■ **What the exercise asks**
Can you copy out the records below word for word, from the line with "Consider the photo above. For every instance of the blue" up to and including the line with "Consider the photo above. For every instance of the weathered"?

■ **Data excerpts**

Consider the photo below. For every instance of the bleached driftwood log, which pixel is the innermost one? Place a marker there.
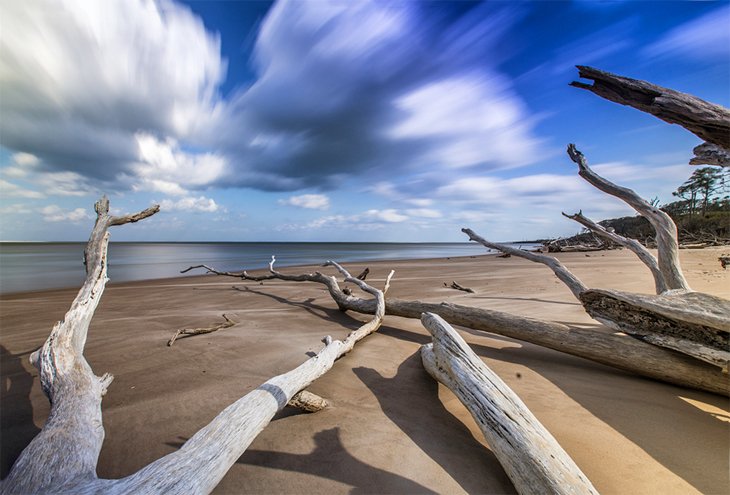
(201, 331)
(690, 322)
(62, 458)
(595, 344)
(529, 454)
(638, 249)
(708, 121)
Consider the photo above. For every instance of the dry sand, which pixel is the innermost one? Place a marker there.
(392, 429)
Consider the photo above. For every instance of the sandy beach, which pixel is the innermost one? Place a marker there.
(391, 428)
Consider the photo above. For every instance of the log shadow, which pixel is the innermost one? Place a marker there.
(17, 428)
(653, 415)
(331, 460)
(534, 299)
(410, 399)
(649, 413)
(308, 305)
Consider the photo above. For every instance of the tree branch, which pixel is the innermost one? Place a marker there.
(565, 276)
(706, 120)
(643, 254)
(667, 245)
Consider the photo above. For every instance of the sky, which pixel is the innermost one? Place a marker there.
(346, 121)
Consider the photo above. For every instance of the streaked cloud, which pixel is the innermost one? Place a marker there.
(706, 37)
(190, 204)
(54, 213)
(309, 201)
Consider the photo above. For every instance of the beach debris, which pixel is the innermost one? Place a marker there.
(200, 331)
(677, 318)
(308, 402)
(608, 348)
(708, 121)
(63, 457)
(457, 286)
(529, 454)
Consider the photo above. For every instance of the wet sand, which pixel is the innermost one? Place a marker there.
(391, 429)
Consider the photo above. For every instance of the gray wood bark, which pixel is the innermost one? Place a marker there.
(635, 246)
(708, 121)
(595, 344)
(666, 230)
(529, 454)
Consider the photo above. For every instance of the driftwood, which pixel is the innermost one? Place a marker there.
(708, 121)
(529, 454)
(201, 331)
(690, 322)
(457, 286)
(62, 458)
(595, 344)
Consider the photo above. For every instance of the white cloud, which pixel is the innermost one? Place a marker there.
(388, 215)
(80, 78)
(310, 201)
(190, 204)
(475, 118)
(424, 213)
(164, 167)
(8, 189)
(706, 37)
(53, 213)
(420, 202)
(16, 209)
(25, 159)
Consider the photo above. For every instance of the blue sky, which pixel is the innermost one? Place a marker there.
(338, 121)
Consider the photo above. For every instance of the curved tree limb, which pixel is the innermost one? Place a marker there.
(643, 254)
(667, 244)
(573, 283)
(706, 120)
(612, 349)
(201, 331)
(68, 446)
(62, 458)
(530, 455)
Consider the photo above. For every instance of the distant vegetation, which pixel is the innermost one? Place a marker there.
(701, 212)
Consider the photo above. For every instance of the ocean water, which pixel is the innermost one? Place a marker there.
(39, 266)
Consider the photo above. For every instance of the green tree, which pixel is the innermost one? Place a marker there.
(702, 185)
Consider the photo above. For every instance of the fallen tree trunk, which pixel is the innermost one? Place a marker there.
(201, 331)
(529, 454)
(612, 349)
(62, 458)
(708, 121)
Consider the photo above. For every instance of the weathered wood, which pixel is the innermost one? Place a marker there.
--
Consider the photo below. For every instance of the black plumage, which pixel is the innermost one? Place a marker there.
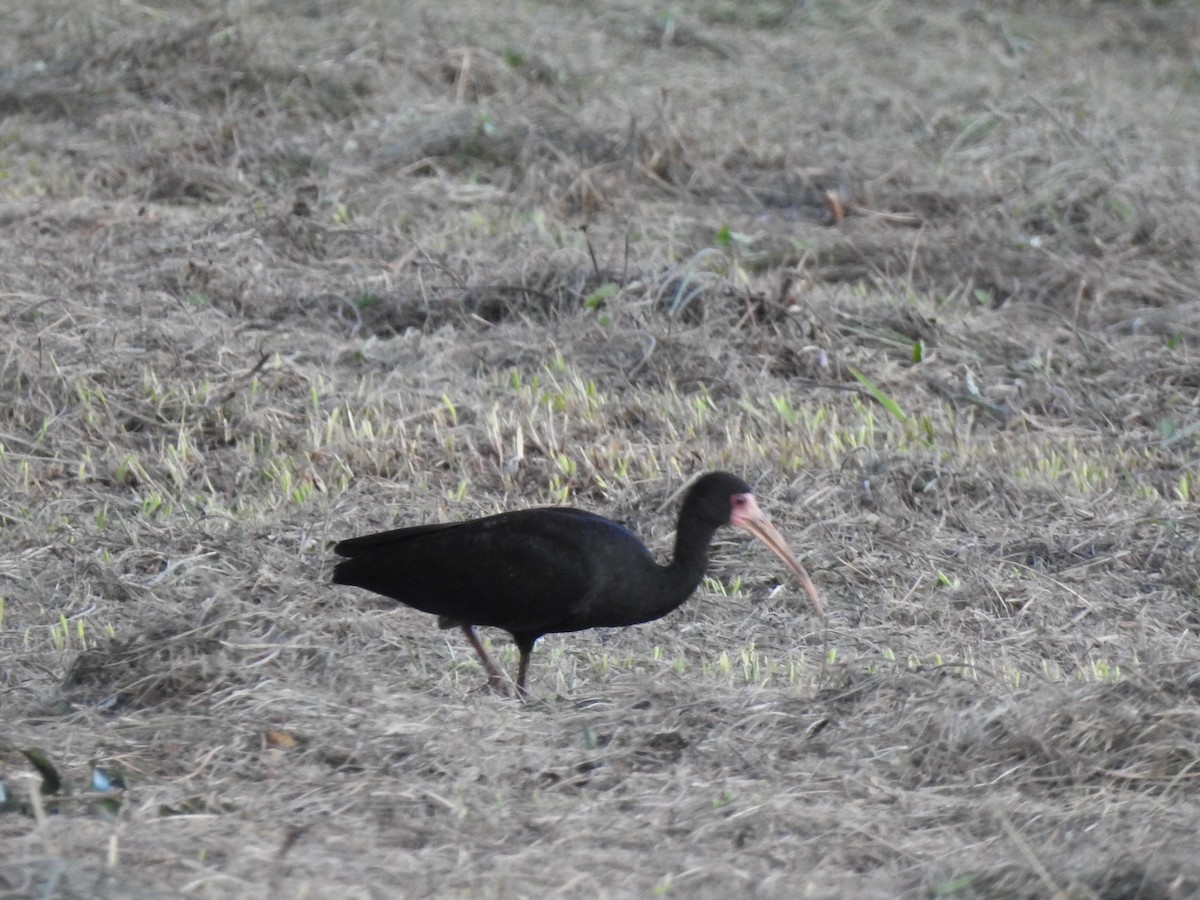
...
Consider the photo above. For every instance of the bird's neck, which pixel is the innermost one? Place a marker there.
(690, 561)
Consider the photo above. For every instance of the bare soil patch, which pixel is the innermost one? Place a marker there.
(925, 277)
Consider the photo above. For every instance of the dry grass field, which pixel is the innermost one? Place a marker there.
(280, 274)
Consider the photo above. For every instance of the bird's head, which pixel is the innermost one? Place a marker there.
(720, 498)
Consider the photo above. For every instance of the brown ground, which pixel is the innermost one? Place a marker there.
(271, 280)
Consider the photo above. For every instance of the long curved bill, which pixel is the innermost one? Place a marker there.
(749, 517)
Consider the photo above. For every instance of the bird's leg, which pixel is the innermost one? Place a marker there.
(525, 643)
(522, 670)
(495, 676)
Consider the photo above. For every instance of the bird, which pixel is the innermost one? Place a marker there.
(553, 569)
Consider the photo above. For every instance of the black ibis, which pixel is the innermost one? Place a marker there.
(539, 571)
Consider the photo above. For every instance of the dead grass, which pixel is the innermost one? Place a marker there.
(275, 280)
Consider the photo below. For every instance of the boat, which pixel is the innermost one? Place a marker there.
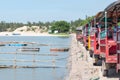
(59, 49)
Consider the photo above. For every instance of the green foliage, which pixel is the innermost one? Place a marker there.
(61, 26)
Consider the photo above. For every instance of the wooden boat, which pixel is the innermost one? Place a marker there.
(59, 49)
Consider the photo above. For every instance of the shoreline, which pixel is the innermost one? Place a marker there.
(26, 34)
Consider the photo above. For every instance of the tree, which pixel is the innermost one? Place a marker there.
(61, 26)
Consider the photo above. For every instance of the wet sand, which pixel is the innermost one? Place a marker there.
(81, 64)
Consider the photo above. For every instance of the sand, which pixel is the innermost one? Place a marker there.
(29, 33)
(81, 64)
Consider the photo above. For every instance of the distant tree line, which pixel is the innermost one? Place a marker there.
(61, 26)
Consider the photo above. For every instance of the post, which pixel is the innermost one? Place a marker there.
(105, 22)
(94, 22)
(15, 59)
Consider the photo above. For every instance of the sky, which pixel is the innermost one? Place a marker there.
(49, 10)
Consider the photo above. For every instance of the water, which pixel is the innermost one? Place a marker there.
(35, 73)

■ **Finished task**
Consider the photo above. For every instance of the blue sky, which pixel is the innermost one? Place a marker there.
(338, 121)
Consider the photo above. For every instance of the curved tree limb, which pixel is the innermost one? Place a marker there.
(643, 254)
(667, 244)
(573, 283)
(706, 120)
(612, 349)
(201, 331)
(68, 446)
(62, 458)
(530, 455)
Consider the photo above. For every instance of the distant vegetation, which pixel is the innermost one? Place a marker there.
(701, 212)
Consider the photo above. For every instance of the ocean water, which pixel is the innermost one? Place a marker there.
(39, 266)
Consider the photo above. For every instance of the green tree, which pixel is the innermost one? Place a marker there.
(702, 185)
Consider the photo above. For every instance of the fallen tree trunk, which pixel is the innermost one? Place a marker there.
(201, 331)
(529, 454)
(612, 349)
(62, 458)
(708, 121)
Consider the photo above. For every instance of the weathered wood, which pixel is the innermost one? Place a marker there.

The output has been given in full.